(Excerpts of pointing data)
┄┄┄┄┄┄┄┄┄┄┄┄┄┄┄┄┄┄┄┄

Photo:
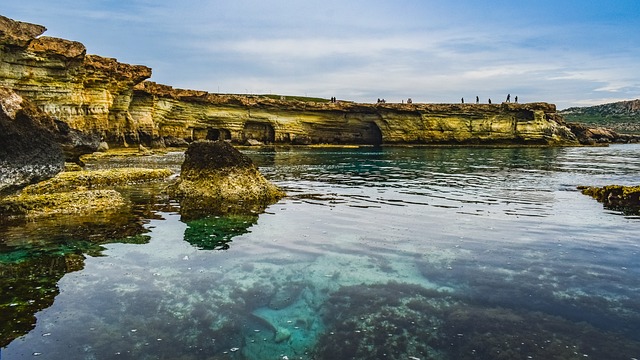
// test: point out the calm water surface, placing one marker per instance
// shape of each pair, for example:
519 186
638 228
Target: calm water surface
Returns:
393 253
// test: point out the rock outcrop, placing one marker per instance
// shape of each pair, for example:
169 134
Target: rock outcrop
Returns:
218 179
87 92
96 94
29 151
592 135
616 197
197 115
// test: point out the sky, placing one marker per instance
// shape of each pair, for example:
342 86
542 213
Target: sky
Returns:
566 52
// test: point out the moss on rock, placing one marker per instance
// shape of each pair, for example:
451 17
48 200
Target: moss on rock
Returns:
77 202
616 197
217 178
96 179
77 192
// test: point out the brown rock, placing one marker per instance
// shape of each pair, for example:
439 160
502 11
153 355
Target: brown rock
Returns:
18 33
58 47
218 179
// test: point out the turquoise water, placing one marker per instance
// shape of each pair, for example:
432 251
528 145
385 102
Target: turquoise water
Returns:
392 253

┄┄┄┄┄┄┄┄┄┄┄┄┄┄┄┄┄┄┄┄

**What needs to be done**.
Starting at the line containing "brown rock, placing one marker per instance" and ending at the last line of the entries, give those lines as a JSON list of strings, one string per line, with blank lines omitted.

**Problem solution**.
[
  "// test: point out the brown rock, placing one marker per instance",
  "// shape of each pair, for example:",
  "439 160",
  "502 11",
  "153 355",
  "Target: brown rock",
  "Returns:",
  "18 33",
  "58 47",
  "218 179",
  "// test: point out the turquoise water, placing one marker per instance",
  "// shape of each pair, for example:",
  "432 251",
  "528 145",
  "385 102",
  "Target: turquoise water",
  "Returns:",
  "392 253"
]